[BEGIN Document excerpt]

No not one bit. On 2 of the pictures there is a ver big difference in the depth and colour of the reflections in-between sections. Having used swapped sold and binned many lsp's I seriously never thought it would be so obvious. The reason fo this may become glaringly obvious, or it may prove once and for all there are subtle differences. Only time will tell


----------



## CleanYourCar (Jan 23, 2006)

sean20 said:


> there is a line down the bonnet on the c's as you can see in the photo above but if you do look at the photos you can see a faint line slightly to the left of this line. this is the area that the zaino was applied
> 
> i also noticed that after applying z8 to the zaino area the paint felt alot more smooth and slick compared to the rest of the bonnet


Zaino Z8 is the king of quick detailers come spray sealants when it comes to slickness. No other I've tried leaves as slick a finish as that. It's pricy but very very nice.


----------



## sean20 (Jan 17, 2011)

stangalang are you on about the zaino side thats looks different from the CG side?


----------



## sean20 (Jan 17, 2011)

CleanYourCar said:


> Zaino Z8 is the king of quick detailers come spray sealants when it comes to slickness. No other I've tried leaves as slick a finish as that. It's pricy but very very nice.


Z8 is one of the reasons why i thought about using the zaino range for the shows as it adds a grate look to the car and so easy to use. it mite be expensive but you get what you pay for but a little gose a long way, same as all of the zaino range


----------



## stangalang (Nov 27, 2009)

[END Document excerpt]
[BEGIN Input]

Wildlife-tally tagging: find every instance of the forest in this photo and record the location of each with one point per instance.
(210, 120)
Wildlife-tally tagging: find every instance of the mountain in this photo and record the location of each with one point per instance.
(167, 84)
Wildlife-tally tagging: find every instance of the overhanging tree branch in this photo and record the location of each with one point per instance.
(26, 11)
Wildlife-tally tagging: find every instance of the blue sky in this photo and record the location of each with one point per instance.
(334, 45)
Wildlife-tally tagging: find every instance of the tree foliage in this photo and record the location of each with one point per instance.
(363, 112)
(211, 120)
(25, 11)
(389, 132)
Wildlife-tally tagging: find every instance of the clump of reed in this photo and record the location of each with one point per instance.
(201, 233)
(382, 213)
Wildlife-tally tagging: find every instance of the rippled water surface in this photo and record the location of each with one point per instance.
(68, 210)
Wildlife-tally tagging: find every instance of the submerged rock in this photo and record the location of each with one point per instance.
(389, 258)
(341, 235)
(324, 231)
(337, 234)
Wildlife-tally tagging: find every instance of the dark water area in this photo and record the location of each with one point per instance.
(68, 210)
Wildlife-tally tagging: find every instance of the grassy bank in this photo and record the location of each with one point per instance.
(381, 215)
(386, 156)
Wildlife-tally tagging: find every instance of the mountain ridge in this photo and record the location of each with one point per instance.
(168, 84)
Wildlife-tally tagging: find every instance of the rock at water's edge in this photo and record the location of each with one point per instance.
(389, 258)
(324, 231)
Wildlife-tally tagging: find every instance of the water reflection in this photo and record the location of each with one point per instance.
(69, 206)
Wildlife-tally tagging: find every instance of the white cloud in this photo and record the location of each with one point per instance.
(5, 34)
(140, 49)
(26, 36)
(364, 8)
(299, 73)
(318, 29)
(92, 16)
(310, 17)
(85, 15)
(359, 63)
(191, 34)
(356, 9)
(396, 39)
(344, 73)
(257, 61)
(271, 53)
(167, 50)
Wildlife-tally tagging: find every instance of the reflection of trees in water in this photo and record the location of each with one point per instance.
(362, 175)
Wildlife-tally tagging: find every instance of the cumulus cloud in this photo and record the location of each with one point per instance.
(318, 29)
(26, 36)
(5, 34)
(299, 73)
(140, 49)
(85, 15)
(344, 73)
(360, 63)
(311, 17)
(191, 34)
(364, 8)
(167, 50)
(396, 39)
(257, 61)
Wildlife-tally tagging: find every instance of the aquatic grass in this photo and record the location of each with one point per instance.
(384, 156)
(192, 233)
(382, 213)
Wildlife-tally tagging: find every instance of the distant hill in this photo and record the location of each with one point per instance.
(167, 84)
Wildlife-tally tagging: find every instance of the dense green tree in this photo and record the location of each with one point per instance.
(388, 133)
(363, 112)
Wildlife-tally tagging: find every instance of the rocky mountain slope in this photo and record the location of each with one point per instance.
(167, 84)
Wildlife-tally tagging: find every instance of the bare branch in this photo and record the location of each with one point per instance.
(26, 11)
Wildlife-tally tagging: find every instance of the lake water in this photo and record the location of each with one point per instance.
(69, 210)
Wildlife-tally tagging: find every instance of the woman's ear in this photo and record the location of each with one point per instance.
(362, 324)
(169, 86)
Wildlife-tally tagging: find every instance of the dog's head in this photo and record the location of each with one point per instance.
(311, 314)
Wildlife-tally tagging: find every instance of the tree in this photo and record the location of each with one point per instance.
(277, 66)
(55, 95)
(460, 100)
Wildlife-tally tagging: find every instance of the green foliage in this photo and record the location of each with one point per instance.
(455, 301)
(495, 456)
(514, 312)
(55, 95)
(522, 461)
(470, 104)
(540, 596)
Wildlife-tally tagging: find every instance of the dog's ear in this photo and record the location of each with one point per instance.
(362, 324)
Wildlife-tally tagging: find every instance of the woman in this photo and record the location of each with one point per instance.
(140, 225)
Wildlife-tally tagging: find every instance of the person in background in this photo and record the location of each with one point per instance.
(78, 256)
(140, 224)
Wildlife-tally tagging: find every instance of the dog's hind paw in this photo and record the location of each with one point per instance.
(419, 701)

[END Input]

• [Parts of the exercise]:
1: Write out the part of the forum thread on car detailing starting with "Z8 is one of" and going on through "(Nov 27, 2009)".
2: Give again the records starting with the line with "Wildlife-tally tagging: find every instance of the woman in" and going on through the last line of the records.
The forum thread on car detailing and the records are unrelated.

• [Full answers]:
1:
Z8 is one of the reasons why i thought about using the zaino range for the shows as it adds a grate look to the car and so easy to use. it mite be expensive but you get what you pay for but a little gose a long way, same as all of the zaino range


----------



## stangalang (Nov 27, 2009)

2:
Wildlife-tally tagging: find every instance of the woman in this photo and record the location of each with one point per instance.
(140, 225)
Wildlife-tally tagging: find every instance of the person in background in this photo and record the location of each with one point per instance.
(78, 256)
(140, 224)
Wildlife-tally tagging: find every instance of the dog's hind paw in this photo and record the location of each with one point per instance.
(419, 701)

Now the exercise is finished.